Location identification items:
▼
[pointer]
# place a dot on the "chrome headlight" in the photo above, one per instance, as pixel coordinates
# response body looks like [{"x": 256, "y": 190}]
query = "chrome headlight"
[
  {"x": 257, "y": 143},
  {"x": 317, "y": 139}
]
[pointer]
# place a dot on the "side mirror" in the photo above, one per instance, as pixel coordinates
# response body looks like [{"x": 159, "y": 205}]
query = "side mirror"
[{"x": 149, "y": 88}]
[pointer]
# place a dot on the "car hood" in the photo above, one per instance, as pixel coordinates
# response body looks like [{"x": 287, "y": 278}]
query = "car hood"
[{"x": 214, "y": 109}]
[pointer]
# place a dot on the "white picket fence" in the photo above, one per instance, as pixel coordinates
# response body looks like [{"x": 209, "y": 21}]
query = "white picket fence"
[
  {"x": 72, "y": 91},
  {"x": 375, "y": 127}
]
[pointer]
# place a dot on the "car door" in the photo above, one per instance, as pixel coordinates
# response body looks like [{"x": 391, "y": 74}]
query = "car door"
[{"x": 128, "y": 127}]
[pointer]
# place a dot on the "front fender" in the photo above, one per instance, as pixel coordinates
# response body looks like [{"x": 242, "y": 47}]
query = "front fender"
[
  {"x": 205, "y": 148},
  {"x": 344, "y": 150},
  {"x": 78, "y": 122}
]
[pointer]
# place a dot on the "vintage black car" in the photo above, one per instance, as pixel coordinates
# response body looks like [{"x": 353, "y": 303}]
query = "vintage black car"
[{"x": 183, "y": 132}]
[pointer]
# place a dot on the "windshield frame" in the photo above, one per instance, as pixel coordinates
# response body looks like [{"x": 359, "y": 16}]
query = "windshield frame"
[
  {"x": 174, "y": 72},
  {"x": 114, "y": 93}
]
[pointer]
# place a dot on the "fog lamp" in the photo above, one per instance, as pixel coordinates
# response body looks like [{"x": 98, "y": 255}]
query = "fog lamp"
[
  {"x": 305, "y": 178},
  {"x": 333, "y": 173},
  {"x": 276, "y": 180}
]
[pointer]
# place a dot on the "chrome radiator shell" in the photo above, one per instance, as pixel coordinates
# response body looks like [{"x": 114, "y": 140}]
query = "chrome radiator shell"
▲
» Instructions to follow
Set all of the entries down again, exactly as they were given.

» In response
[pointer]
# place a dot on the "chrome headlight" in the photo above, one per instance, as pixel coordinates
# response body looks like [{"x": 256, "y": 190}]
query = "chrome headlight"
[
  {"x": 257, "y": 143},
  {"x": 317, "y": 139}
]
[pointer]
# place a dot on the "side mirror" in the photo above, one per instance, as pixel coordinates
# response body looks like [{"x": 159, "y": 205}]
query = "side mirror"
[{"x": 149, "y": 88}]
[pointer]
# place a dot on the "car hood" in the photo above, one per instance, as pixel coordinates
# response body looks like [{"x": 287, "y": 278}]
query = "car hood"
[{"x": 214, "y": 109}]
[pointer]
# place a dot on the "white picket fence" in the photo above, one per instance, as pixel coordinates
# response body looks like [{"x": 209, "y": 21}]
query = "white picket fence"
[
  {"x": 72, "y": 91},
  {"x": 375, "y": 127}
]
[pointer]
# place a dot on the "car door" in the photo above, one per instance, as pixel coordinates
# response body looks like [{"x": 391, "y": 74}]
query = "car door"
[{"x": 128, "y": 127}]
[pointer]
# place a dot on the "front fender" in the photo above, one per instance, as pixel coordinates
# response body looks like [{"x": 242, "y": 47}]
query = "front fender"
[
  {"x": 205, "y": 148},
  {"x": 344, "y": 150},
  {"x": 78, "y": 122}
]
[pointer]
# place a dot on the "vintage black car" in the photo above, one per instance, as pixel coordinates
# response body looks like [{"x": 353, "y": 303}]
query = "vintage black car"
[{"x": 183, "y": 132}]
[pointer]
# place a dot on the "windshield frame" in the photo above, one per instance, as pixel coordinates
# response body looks like [{"x": 359, "y": 16}]
query = "windshield frame"
[
  {"x": 174, "y": 72},
  {"x": 114, "y": 93}
]
[pointer]
# place a dot on the "fog lamp" in the photo above, one per instance, as pixel coordinates
# response body looks like [{"x": 98, "y": 255}]
query = "fog lamp"
[
  {"x": 305, "y": 178},
  {"x": 333, "y": 173},
  {"x": 276, "y": 180}
]
[pointer]
# place a dot on the "chrome radiator shell" in the photo above, one per instance, as pixel coordinates
# response body looks like [{"x": 114, "y": 140}]
query = "chrome radiator shell"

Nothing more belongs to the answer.